◆ **Exercise brief**
The answer should contain all of the data, retyped without any alteration.
*** Extracted records Section Begins ***
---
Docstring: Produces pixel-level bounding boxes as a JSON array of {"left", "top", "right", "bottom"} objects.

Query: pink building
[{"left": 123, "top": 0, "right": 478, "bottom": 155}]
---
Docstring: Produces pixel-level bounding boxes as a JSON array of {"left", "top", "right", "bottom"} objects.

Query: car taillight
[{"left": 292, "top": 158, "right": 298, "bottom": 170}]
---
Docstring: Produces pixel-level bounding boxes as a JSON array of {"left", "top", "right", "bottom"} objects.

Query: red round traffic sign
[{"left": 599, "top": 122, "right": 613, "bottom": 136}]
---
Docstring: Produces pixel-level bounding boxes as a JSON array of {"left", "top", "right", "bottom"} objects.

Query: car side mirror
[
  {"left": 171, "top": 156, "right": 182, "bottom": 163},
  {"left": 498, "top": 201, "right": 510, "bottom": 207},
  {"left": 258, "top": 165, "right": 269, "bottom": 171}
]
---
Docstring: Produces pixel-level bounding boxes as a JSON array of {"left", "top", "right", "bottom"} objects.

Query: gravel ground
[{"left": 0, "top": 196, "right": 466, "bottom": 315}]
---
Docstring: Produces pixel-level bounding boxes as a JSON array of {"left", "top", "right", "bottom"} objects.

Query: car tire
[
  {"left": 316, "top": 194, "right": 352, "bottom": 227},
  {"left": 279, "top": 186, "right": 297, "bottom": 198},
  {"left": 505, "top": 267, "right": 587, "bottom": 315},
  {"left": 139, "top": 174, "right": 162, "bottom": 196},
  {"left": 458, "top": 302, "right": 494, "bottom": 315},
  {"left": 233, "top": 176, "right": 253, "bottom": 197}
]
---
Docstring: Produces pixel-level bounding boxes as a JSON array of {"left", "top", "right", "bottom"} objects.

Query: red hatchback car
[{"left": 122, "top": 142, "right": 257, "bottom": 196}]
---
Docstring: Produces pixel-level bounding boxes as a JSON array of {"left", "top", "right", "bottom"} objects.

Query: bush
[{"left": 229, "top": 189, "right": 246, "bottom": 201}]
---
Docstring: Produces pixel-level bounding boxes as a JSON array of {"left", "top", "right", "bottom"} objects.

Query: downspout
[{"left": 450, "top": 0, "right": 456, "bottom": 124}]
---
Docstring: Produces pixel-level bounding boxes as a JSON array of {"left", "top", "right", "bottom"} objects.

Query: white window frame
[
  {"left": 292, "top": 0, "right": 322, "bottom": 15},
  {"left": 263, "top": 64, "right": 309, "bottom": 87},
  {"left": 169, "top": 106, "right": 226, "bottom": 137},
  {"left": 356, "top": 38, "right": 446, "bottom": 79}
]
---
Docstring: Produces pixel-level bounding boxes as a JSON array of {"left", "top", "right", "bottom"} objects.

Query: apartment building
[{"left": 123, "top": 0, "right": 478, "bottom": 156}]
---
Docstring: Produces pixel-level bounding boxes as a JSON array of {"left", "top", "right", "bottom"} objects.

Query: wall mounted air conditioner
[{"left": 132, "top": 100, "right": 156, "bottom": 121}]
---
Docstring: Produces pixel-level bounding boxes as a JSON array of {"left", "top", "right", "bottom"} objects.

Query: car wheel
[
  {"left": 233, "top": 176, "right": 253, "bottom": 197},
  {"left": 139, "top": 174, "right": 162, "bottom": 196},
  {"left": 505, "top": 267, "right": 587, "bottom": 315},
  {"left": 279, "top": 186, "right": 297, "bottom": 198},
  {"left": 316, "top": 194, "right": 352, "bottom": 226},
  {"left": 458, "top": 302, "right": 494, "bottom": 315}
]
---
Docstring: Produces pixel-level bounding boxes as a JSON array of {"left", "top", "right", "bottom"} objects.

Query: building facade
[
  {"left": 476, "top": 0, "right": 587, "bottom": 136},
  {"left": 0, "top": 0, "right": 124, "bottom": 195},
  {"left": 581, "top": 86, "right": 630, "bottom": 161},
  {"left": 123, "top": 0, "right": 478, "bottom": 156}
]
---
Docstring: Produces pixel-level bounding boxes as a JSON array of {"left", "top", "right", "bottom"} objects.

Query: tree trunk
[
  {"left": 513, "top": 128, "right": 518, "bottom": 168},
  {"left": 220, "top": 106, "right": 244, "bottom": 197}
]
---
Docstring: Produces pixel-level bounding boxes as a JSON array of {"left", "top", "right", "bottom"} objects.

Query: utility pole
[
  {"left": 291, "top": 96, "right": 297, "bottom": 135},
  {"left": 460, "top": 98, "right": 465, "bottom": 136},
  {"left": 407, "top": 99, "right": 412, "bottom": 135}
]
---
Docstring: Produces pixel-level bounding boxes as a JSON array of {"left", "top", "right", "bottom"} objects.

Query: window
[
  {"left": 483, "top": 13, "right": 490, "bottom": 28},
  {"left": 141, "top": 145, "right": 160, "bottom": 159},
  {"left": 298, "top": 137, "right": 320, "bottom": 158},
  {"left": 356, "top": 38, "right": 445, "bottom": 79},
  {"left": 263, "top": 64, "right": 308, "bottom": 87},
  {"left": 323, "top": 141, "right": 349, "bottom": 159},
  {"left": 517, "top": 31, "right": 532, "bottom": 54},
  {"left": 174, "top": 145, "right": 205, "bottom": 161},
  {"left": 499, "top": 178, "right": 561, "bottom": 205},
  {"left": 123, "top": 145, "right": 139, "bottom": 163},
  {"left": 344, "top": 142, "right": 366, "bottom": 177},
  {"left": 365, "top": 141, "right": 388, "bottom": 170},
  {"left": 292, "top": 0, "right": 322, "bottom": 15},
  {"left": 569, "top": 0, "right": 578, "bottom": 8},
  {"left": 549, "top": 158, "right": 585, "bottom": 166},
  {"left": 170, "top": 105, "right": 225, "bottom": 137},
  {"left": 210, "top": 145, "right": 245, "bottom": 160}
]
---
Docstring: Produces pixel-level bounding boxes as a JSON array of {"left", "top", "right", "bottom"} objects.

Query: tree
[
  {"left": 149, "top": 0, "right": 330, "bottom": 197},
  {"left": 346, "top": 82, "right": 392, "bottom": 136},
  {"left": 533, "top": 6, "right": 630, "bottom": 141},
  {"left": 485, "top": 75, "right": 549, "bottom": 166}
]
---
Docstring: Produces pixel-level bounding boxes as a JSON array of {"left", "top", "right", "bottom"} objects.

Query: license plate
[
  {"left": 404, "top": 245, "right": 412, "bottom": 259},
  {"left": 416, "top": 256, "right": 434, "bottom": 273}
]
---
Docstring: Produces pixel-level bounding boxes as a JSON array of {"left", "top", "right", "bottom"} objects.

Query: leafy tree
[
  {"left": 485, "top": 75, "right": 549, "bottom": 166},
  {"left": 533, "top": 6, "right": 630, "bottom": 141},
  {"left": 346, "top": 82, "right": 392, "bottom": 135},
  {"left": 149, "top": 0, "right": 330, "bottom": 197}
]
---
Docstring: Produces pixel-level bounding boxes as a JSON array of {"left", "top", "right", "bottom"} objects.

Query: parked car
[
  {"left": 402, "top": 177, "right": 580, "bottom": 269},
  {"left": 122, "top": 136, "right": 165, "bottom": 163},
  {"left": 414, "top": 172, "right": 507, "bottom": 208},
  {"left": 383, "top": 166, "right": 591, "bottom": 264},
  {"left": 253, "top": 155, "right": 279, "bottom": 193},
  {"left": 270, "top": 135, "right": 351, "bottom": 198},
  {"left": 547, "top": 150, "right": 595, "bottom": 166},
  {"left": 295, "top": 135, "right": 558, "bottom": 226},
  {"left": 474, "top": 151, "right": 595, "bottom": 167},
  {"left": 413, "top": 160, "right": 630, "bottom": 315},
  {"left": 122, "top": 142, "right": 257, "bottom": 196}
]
*** Extracted records Section Ends ***
◆ **Result for this task**
---
Docstring: Produces pixel-level bounding boxes as a JSON array of {"left", "top", "right", "bottom"} objects.

Query: pink building
[{"left": 123, "top": 0, "right": 478, "bottom": 155}]
---
Docstring: Produces pixel-level bounding boxes as a JSON array of {"left", "top", "right", "bottom"} objects.

Query: car taillight
[{"left": 292, "top": 158, "right": 298, "bottom": 170}]
---
Docstring: Produces pixel-level bounding boxes as a JSON array of {"left", "top", "right", "bottom"} objects.

Query: red round traffic sign
[{"left": 599, "top": 122, "right": 613, "bottom": 136}]
---
Docstring: Produces pixel-level bounding boxes as a JSON array of {"left", "top", "right", "bottom"} objects.

Query: car side mirror
[
  {"left": 171, "top": 156, "right": 182, "bottom": 163},
  {"left": 498, "top": 201, "right": 510, "bottom": 207},
  {"left": 258, "top": 165, "right": 269, "bottom": 171}
]
---
Docstring: Produces pixel-level bounding boxes as a JSON array of {"left", "top", "right", "bottom"} objects.

Query: gravel ground
[{"left": 0, "top": 196, "right": 466, "bottom": 315}]
---
Docstring: Produces pixel-level bounding boxes as a JSON array of {"left", "top", "right", "bottom"} objects.

Query: car tire
[
  {"left": 316, "top": 194, "right": 352, "bottom": 227},
  {"left": 279, "top": 186, "right": 297, "bottom": 198},
  {"left": 505, "top": 267, "right": 587, "bottom": 315},
  {"left": 139, "top": 174, "right": 162, "bottom": 196},
  {"left": 458, "top": 302, "right": 494, "bottom": 315},
  {"left": 233, "top": 176, "right": 253, "bottom": 197}
]
---
Docstring: Produces pixel-level bounding boxes as a JSON array of {"left", "top", "right", "bottom"} objects.

Query: red hatchback car
[{"left": 122, "top": 142, "right": 257, "bottom": 196}]
---
Docstring: Produces pixel-level bounding boxes as a JSON array of {"left", "top", "right", "bottom"} objects.

Query: bush
[{"left": 229, "top": 189, "right": 246, "bottom": 201}]
---
Docstring: Produces pixel-level bounding boxes as a JSON array of {"left", "top", "right", "bottom"} objects.

Query: downspout
[{"left": 450, "top": 0, "right": 456, "bottom": 124}]
---
Docstring: Produces pixel-level bounding boxes as a JSON array of {"left", "top", "right", "bottom"} objects.

Query: white window frame
[
  {"left": 292, "top": 0, "right": 322, "bottom": 15},
  {"left": 263, "top": 64, "right": 309, "bottom": 87},
  {"left": 169, "top": 106, "right": 226, "bottom": 137},
  {"left": 356, "top": 38, "right": 446, "bottom": 79}
]
---
Docstring: Produces pixel-level bounding boxes as a JSON array of {"left", "top", "right", "bottom"} objects.

Query: apartment building
[{"left": 123, "top": 0, "right": 478, "bottom": 156}]
---
Docstring: Produces pixel-level bounding boxes as a JSON array of {"left", "top", "right", "bottom"} objects.

Query: wall mounted air conditioner
[{"left": 132, "top": 100, "right": 156, "bottom": 121}]
---
Docstring: Produces pixel-level bounding boxes as a JSON array of {"left", "top", "right", "bottom"} objects.

Query: car wheel
[
  {"left": 233, "top": 176, "right": 253, "bottom": 197},
  {"left": 139, "top": 174, "right": 162, "bottom": 196},
  {"left": 505, "top": 267, "right": 587, "bottom": 315},
  {"left": 279, "top": 186, "right": 297, "bottom": 198},
  {"left": 316, "top": 194, "right": 352, "bottom": 226},
  {"left": 458, "top": 302, "right": 494, "bottom": 315}
]
---
Docstring: Produces pixel-level bounding boxes as a JSON array of {"left", "top", "right", "bottom"} objects.

Query: building facade
[
  {"left": 476, "top": 0, "right": 587, "bottom": 136},
  {"left": 0, "top": 0, "right": 124, "bottom": 195},
  {"left": 581, "top": 86, "right": 630, "bottom": 161},
  {"left": 123, "top": 0, "right": 478, "bottom": 156}
]
---
Docstring: Produces pixel-level bounding boxes as a JSON array of {"left", "top", "right", "bottom"} objects.

Query: tree trunk
[
  {"left": 513, "top": 128, "right": 518, "bottom": 168},
  {"left": 220, "top": 106, "right": 244, "bottom": 197}
]
---
Docstring: Produces pixel-level bounding boxes as a JSON array of {"left", "top", "right", "bottom"} objects.

Query: utility pole
[
  {"left": 291, "top": 96, "right": 297, "bottom": 135},
  {"left": 460, "top": 98, "right": 465, "bottom": 136},
  {"left": 407, "top": 99, "right": 412, "bottom": 135}
]
---
Docstring: Produces pixel-level bounding boxes as a JSON array of {"left", "top", "right", "bottom"} objects.

Query: window
[
  {"left": 483, "top": 13, "right": 490, "bottom": 28},
  {"left": 141, "top": 145, "right": 160, "bottom": 159},
  {"left": 298, "top": 137, "right": 320, "bottom": 158},
  {"left": 356, "top": 38, "right": 445, "bottom": 79},
  {"left": 263, "top": 64, "right": 308, "bottom": 87},
  {"left": 323, "top": 141, "right": 349, "bottom": 159},
  {"left": 517, "top": 31, "right": 532, "bottom": 54},
  {"left": 174, "top": 145, "right": 205, "bottom": 161},
  {"left": 499, "top": 178, "right": 561, "bottom": 205},
  {"left": 123, "top": 145, "right": 139, "bottom": 163},
  {"left": 344, "top": 142, "right": 366, "bottom": 177},
  {"left": 365, "top": 141, "right": 388, "bottom": 170},
  {"left": 292, "top": 0, "right": 322, "bottom": 15},
  {"left": 569, "top": 0, "right": 578, "bottom": 8},
  {"left": 549, "top": 158, "right": 585, "bottom": 166},
  {"left": 170, "top": 105, "right": 225, "bottom": 137},
  {"left": 210, "top": 145, "right": 245, "bottom": 160}
]
---
Docstring: Produces pixel-level bounding boxes as a JSON array of {"left", "top", "right", "bottom"} objects.

Query: tree
[
  {"left": 149, "top": 0, "right": 330, "bottom": 197},
  {"left": 346, "top": 82, "right": 392, "bottom": 136},
  {"left": 533, "top": 6, "right": 630, "bottom": 141},
  {"left": 485, "top": 75, "right": 549, "bottom": 166}
]
---
Docstring: Produces pixel-level bounding boxes as a JSON array of {"left", "top", "right", "bottom"} objects.

Query: license plate
[
  {"left": 404, "top": 245, "right": 412, "bottom": 259},
  {"left": 416, "top": 256, "right": 434, "bottom": 273}
]
---
Docstring: Produces pixel-level bounding boxes as a JSON array of {"left", "top", "right", "bottom"} objects.

Query: leafy tree
[
  {"left": 485, "top": 75, "right": 549, "bottom": 166},
  {"left": 533, "top": 6, "right": 630, "bottom": 141},
  {"left": 346, "top": 82, "right": 392, "bottom": 135},
  {"left": 149, "top": 0, "right": 330, "bottom": 197}
]
---
Docstring: Produces pixel-level bounding boxes as a JSON array of {"left", "top", "right", "bottom"} objects.

Query: parked car
[
  {"left": 402, "top": 177, "right": 580, "bottom": 269},
  {"left": 122, "top": 136, "right": 165, "bottom": 163},
  {"left": 414, "top": 172, "right": 507, "bottom": 208},
  {"left": 383, "top": 166, "right": 591, "bottom": 264},
  {"left": 253, "top": 155, "right": 279, "bottom": 193},
  {"left": 270, "top": 135, "right": 351, "bottom": 198},
  {"left": 547, "top": 150, "right": 595, "bottom": 166},
  {"left": 295, "top": 135, "right": 558, "bottom": 226},
  {"left": 474, "top": 151, "right": 595, "bottom": 167},
  {"left": 413, "top": 160, "right": 630, "bottom": 315},
  {"left": 122, "top": 142, "right": 257, "bottom": 196}
]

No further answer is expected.